EXTRACTED TEXT:
>> BEGIN

A gentle poem that invites the reader to share this day of mild regret. You have written a beautiful, melancholic and reflective poem
that quietly shows how 'another day' is not always full of joy and jubilation.

Some thoughts for your deliberation:

You're using trimeter for the most part with the occasional departure into tetrameter. As follows...
Mark101 wrote:Another day is breaking, ...3 iambic feet & 3 stresses, with a feminine ending IE doesn't end on a stress /AnOTH/er DAY/ is BREAKing/
Spilling fire out of the east. ...I know 'fire' is one syllable but I always have it as two in my head. tricky this one. SPILLing/ FIRE/OUT of/ the EAST/ OR spilling FIRE/out OF/the EAST/ The stress count is different . yip, I'm perplexed.
Now every soul is waking ...now EV/ery SOUL/ is WAKing/ I'm eliding 'every' in my mind btw. ...3 iambic feet & 3 stresses with fem ending.
And preparing for the feast. ...drop 'and' and you get prePAR/ing FOR/the FEAST/ 3 iambs and 3 stresses with masculine ending IE ends on a stress.
The laying of the table ...the LAY/ing OF/ the TA/ble...3 iambic feet with fem ending.
And the breaking of the bread, ...drop 'the' after 'and'. and BREAK/ing OF/the BREAD 3 iambic feet with masculine ending
Yet there is one unable...yet THERE/is ONE/ unAble/ ...3 iambic feet with fem ending
As the words have not been said. ...drop 'the' as WORDS/have NOT/been SAID/
The hand has not been taken ...the HAND/ has NOT/been TAKen/
Nor the time to tend the seed, ... drop first 'the' nor TIME/to TEND/ the SEED
This lonely one forsaken ...this LONE/ly ONE/ forSAken/ 3 iambic feet, fem ending
Has been left alone to bleed. tricky one; I count three stresses
And even though this day I saw ...perfect iambic tetrameter and EV/en THOUGH/ this DAY/ I SAW/ 8 syllables and four stresses.

>> END

STATED EXERCISE 1:
In the feedback on the poem, rewrite everything from "A gentle poem" down to "tetrameter. As follows...", replacing "melancholic" with "wistful".

DATA SUPPLIED:
>> BEGIN

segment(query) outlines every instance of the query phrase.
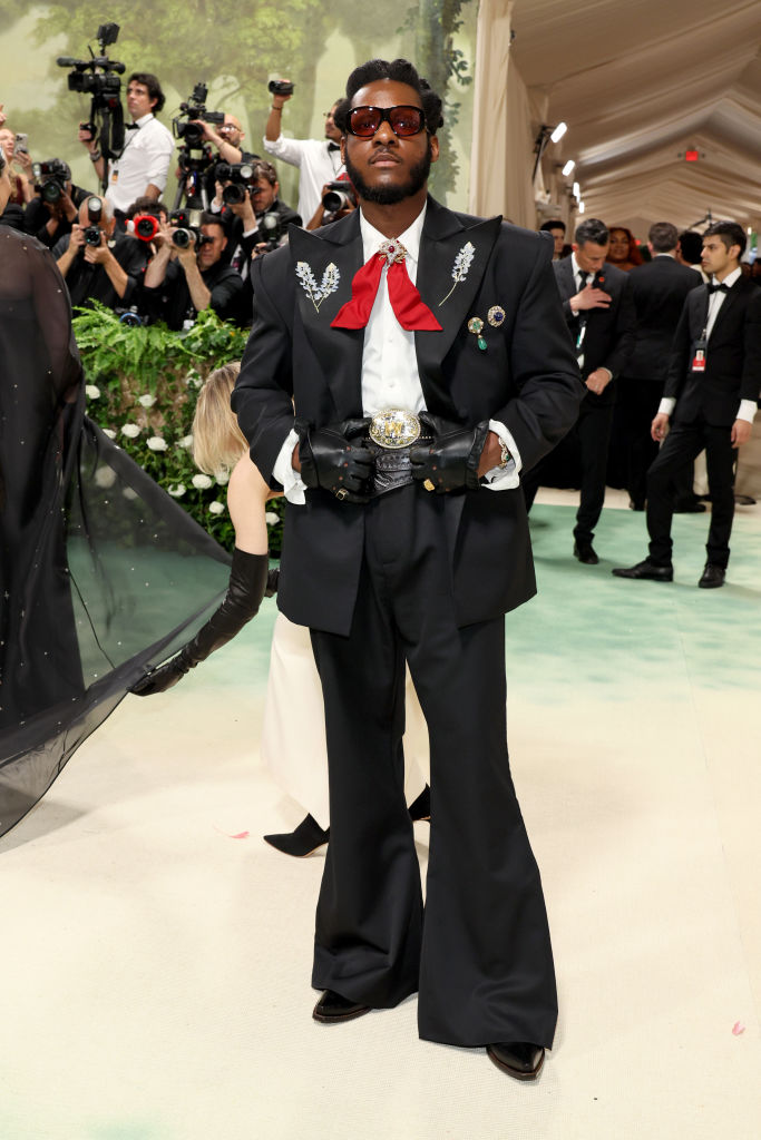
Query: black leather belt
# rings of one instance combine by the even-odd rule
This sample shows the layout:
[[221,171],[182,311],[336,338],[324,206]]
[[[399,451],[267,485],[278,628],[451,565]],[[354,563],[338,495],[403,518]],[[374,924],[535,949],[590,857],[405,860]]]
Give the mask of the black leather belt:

>> END

STATED EXERCISE 2:
Return every line of the listing above unchanged, but leave out the picture.

WORKED ANSWER 1:
A gentle poem that invites the reader to share this day of mild regret. You have written a beautiful, wistful and reflective poem
that quietly shows how 'another day' is not always full of joy and jubilation.

Some thoughts for your deliberation:

You're using trimeter for the most part with the occasional departure into tetrameter. As follows...

WORKED ANSWER 2:
segment(query) outlines every instance of the query phrase.
Query: black leather belt
# rings of one instance combine by the even-odd rule
This sample shows the layout:
[[221,171],[182,311],[336,338],[324,206]]
[[[399,451],[267,485],[278,628],[451,565]],[[354,563],[338,495],[403,518]],[[374,924],[535,949],[590,857],[405,860]]]
Give the mask of the black leather belt:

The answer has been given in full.